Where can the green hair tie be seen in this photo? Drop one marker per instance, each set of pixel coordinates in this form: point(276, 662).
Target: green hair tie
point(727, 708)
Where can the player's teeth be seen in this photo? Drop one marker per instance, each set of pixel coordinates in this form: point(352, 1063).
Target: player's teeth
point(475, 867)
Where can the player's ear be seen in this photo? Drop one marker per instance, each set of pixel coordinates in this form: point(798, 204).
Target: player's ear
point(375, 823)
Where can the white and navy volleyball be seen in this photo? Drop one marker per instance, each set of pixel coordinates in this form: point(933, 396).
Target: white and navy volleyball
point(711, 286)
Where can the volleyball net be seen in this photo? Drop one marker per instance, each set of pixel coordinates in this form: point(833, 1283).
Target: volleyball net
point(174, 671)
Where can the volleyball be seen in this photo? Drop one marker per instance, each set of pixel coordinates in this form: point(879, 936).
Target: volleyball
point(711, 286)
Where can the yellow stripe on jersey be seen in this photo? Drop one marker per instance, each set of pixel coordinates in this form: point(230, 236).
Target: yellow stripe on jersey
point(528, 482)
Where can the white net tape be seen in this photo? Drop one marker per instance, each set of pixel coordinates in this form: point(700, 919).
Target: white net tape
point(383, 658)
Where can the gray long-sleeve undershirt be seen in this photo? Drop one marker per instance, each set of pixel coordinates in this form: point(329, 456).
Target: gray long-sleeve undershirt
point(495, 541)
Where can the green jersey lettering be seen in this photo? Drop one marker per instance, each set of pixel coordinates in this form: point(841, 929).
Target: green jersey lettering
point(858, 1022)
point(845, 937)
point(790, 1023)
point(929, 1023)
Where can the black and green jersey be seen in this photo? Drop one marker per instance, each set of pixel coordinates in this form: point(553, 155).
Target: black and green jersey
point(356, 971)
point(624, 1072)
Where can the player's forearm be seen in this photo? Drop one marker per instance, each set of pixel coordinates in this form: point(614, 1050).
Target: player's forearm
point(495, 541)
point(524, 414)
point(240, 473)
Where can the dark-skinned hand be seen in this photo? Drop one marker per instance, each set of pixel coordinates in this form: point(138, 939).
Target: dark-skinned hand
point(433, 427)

****************************************

- Requirement
Could you reproduce all of the entries exactly as they appear?

- Exercise output
Where can the green hair tie be seen in this photo? Drop one marker per instance, each set of pixel coordinates in this form: point(276, 662).
Target: green hair tie
point(727, 708)
Where can the player's teeth be seen in this photo? Drop one marker per instance, each set of pixel coordinates in this form: point(352, 1063).
Target: player's teeth
point(475, 867)
Where can the player's ear be seen in this photo? Drop one marker per instance, each set of pixel coordinates in this form: point(798, 204).
Target: player's ear
point(375, 823)
Where can the white and navy volleyball be seen in this photo? Drop one marker per instance, each set of pixel coordinates in this form: point(933, 396).
Target: white and navy volleyball
point(711, 286)
Where can the volleyball net be seen in this photo? Drop one marker per instance, each set of pixel coordinates in this form: point(833, 1283).
Target: volleyball net
point(174, 671)
Where can the volleyball be seen in this photo? Drop one marker per instance, each set of pixel coordinates in this form: point(879, 936).
Target: volleyball
point(711, 286)
Where can the yellow stripe on jersey be seen in this photo? Drop one marker per instance, each set of pixel coordinates in this form: point(230, 236).
Target: yellow stripe on jersey
point(528, 482)
Where can the white net tape be seen in this photo? Drop one marker per instance, each set of pixel coordinates in this form: point(700, 919).
Target: white net tape
point(383, 658)
Where can the gray long-sleeve undershirt be seen in this photo? Drop one marker per instance, each set of pixel coordinates in this form: point(329, 456).
Target: gray long-sleeve undershirt
point(495, 541)
Where can the green jersey lettering be seen in this photo? Drop one marker per instance, each set of pixel coordinates in this form: point(841, 929).
Target: green jersey lettering
point(858, 1022)
point(845, 937)
point(790, 1023)
point(929, 1023)
Where can the black and green jersey be seen in this photo? Drop one marker per instance, each set of pixel coordinates in this form: point(553, 155).
Target: black and green jersey
point(356, 971)
point(624, 1072)
Where can the player's forearm be seen in this photo? Drop one marker per instance, each set of pixel coordinates in this form: point(614, 1050).
Target: player's forearm
point(495, 541)
point(524, 414)
point(240, 473)
Where can the dark-skinned hand be seen in this photo? Drop one marker per instance, each set of pixel coordinates in this form: point(138, 939).
Target: dark-skinned hand
point(433, 427)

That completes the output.